Problem description:
Below is some material; transcribe all of it exactly.

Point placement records
Begin

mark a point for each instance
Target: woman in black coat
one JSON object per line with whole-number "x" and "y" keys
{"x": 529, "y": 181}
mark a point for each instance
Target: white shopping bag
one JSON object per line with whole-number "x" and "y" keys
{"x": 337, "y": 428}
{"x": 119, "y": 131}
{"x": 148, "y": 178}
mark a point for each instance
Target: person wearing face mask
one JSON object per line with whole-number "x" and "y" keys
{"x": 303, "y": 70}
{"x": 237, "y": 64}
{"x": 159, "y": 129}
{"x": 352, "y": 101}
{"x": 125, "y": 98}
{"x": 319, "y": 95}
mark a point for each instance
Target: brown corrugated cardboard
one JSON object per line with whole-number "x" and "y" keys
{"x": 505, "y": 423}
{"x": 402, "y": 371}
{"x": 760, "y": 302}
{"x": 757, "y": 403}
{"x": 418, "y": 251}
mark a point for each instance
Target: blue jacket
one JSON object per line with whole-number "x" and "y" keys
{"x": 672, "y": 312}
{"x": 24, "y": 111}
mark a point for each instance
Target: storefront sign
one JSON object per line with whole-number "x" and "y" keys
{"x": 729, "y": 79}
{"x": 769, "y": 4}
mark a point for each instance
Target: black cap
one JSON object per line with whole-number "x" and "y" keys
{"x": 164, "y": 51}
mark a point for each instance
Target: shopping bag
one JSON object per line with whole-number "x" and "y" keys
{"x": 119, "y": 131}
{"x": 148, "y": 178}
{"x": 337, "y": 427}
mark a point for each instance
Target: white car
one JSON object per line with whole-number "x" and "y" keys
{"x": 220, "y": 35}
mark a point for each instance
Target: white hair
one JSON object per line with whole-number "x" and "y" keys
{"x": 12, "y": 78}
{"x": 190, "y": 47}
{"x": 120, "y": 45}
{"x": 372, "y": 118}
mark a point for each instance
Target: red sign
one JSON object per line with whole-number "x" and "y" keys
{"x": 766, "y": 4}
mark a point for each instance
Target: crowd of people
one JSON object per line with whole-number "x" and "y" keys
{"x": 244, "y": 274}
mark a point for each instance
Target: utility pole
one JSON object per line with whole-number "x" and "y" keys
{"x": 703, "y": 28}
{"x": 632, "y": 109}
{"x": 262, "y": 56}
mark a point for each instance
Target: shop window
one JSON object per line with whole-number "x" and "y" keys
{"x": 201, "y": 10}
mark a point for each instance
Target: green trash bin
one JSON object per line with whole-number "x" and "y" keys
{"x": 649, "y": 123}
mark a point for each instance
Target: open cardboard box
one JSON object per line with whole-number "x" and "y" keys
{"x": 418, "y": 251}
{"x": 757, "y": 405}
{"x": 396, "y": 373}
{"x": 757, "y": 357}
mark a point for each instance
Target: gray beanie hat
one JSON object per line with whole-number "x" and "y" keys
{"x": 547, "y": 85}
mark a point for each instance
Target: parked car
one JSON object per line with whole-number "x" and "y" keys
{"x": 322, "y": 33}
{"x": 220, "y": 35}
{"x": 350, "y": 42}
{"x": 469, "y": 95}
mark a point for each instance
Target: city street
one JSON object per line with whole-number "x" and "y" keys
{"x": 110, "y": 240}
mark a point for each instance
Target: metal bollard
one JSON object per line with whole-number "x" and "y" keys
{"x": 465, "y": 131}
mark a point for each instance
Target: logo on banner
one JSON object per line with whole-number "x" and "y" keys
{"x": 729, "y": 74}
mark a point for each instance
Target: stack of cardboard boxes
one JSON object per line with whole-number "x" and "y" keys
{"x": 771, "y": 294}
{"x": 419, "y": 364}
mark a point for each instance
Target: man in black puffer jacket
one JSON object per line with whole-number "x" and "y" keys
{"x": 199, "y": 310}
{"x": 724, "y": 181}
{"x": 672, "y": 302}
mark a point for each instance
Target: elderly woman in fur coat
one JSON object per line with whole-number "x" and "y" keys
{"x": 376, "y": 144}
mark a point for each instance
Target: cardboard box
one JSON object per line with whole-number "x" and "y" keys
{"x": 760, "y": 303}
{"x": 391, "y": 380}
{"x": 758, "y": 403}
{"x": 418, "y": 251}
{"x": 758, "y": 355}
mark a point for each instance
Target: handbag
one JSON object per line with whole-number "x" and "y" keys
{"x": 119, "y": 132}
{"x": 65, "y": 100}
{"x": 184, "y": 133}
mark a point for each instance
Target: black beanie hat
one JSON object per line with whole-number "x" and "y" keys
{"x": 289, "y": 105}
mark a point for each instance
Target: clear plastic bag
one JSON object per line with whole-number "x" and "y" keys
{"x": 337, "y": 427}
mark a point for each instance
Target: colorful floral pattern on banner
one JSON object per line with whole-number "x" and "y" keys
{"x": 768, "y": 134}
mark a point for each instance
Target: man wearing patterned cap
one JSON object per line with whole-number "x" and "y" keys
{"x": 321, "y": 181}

End

Problem solution:
mark a point for each instance
Target: woman in black coat
one JSON object per line with whole-number "x" and "y" keys
{"x": 529, "y": 181}
mark a point for each instance
Target: white shopping bag
one JSON object per line with whole-number "x" and "y" keys
{"x": 337, "y": 428}
{"x": 119, "y": 131}
{"x": 148, "y": 178}
mark a point for each instance
Target: person wearing face mask
one JSON object per line with whole-number "x" and "y" keys
{"x": 303, "y": 70}
{"x": 237, "y": 64}
{"x": 159, "y": 129}
{"x": 352, "y": 101}
{"x": 125, "y": 98}
{"x": 319, "y": 95}
mark a point for each instance
Target: brown corrugated cardboard
one JSON object per line with whole-number "x" and "y" keys
{"x": 505, "y": 423}
{"x": 402, "y": 371}
{"x": 760, "y": 302}
{"x": 757, "y": 403}
{"x": 418, "y": 251}
mark a point for each instance
Target: blue jacket
one JSON object per line with whole-number "x" and "y" keys
{"x": 672, "y": 312}
{"x": 24, "y": 111}
mark a point for each instance
Target: storefront sign
one JSON object per line with whole-number "x" and "y" keys
{"x": 729, "y": 79}
{"x": 769, "y": 4}
mark a point for each instance
Target: black cap
one JSON object per line with whole-number "x" and "y" keys
{"x": 164, "y": 51}
mark a point for each instance
Target: shopping bag
one JSON object per line with whole-number "x" and "y" keys
{"x": 119, "y": 131}
{"x": 148, "y": 178}
{"x": 337, "y": 427}
mark a point for each instance
Target: white car
one JSON object per line with whole-number "x" and "y" keys
{"x": 220, "y": 35}
mark a point for each instance
Target: white hair
one JSON object per line with whole-number "x" and "y" keys
{"x": 12, "y": 78}
{"x": 190, "y": 47}
{"x": 120, "y": 45}
{"x": 372, "y": 118}
mark a point for each instance
Target: red sign
one JSON object per line with whole-number "x" and "y" keys
{"x": 766, "y": 4}
mark a point for each instance
Target: crowd of people
one JSON object per line with whole-number "x" and "y" keys
{"x": 244, "y": 274}
mark a point for each instance
Target: utility pole
one JSON object per line with whole-number "x" and "y" keys
{"x": 703, "y": 28}
{"x": 632, "y": 109}
{"x": 262, "y": 56}
mark a point for each instance
Target: shop window
one JSON object per line with whole-number "x" and "y" keys
{"x": 201, "y": 10}
mark a point for each instance
Target: green trash bin
one JSON object per line with whole-number "x" and "y" keys
{"x": 649, "y": 123}
mark a point for each instance
Target: open cardboard box
one JSON object per line with whole-number "x" and "y" keys
{"x": 418, "y": 251}
{"x": 757, "y": 405}
{"x": 396, "y": 373}
{"x": 757, "y": 357}
mark a point for each instance
Target: gray beanie hat
one JSON object per line with whole-number "x" and "y" keys
{"x": 547, "y": 85}
mark a point for each instance
Target: parked car
one JSON object per line with whole-number "x" and "y" keys
{"x": 322, "y": 33}
{"x": 220, "y": 35}
{"x": 350, "y": 42}
{"x": 469, "y": 95}
mark a point for each instance
Target: city street
one JSON object per line with whole-number "x" and "y" keys
{"x": 110, "y": 240}
mark a point for each instance
Target: metal bollard
one JSON object per line with whole-number "x" and "y" keys
{"x": 465, "y": 131}
mark a point for each instance
Target: logo on banner
one JSON object per line with whole-number "x" and "y" keys
{"x": 729, "y": 74}
mark a point for each instance
Target: stack of cardboard boxes
one JSON object per line with whole-number "x" and "y" keys
{"x": 771, "y": 294}
{"x": 419, "y": 364}
mark a point for each instance
Target: man in black puffer jacket
one JSON object per line with whole-number "x" and "y" keys
{"x": 199, "y": 310}
{"x": 724, "y": 181}
{"x": 672, "y": 302}
mark a point for each instance
Target: elderly woman in fur coat
one JSON object per line with whole-number "x" and "y" keys
{"x": 376, "y": 144}
mark a point for each instance
Target: cardboard box
one JSON object per line with whole-number "x" and "y" keys
{"x": 760, "y": 303}
{"x": 391, "y": 380}
{"x": 758, "y": 403}
{"x": 418, "y": 251}
{"x": 758, "y": 355}
mark a point for each instance
Target: handbag
one JSON object per line with whole-number "x" and "y" keys
{"x": 119, "y": 132}
{"x": 65, "y": 100}
{"x": 184, "y": 133}
mark a point for each instance
Target: black beanie hat
one JSON object per line with whole-number "x" and "y" keys
{"x": 289, "y": 105}
mark a point for each instance
Target: clear plastic bag
one JSON object per line with whole-number "x" and "y" keys
{"x": 337, "y": 427}
mark a point for each instance
Target: colorful floral pattern on banner
one JSON object per line with whole-number "x" and "y" keys
{"x": 768, "y": 134}
mark a point for each instance
Target: man wearing patterned cap
one JSON object per line with whole-number "x" and "y" keys
{"x": 321, "y": 181}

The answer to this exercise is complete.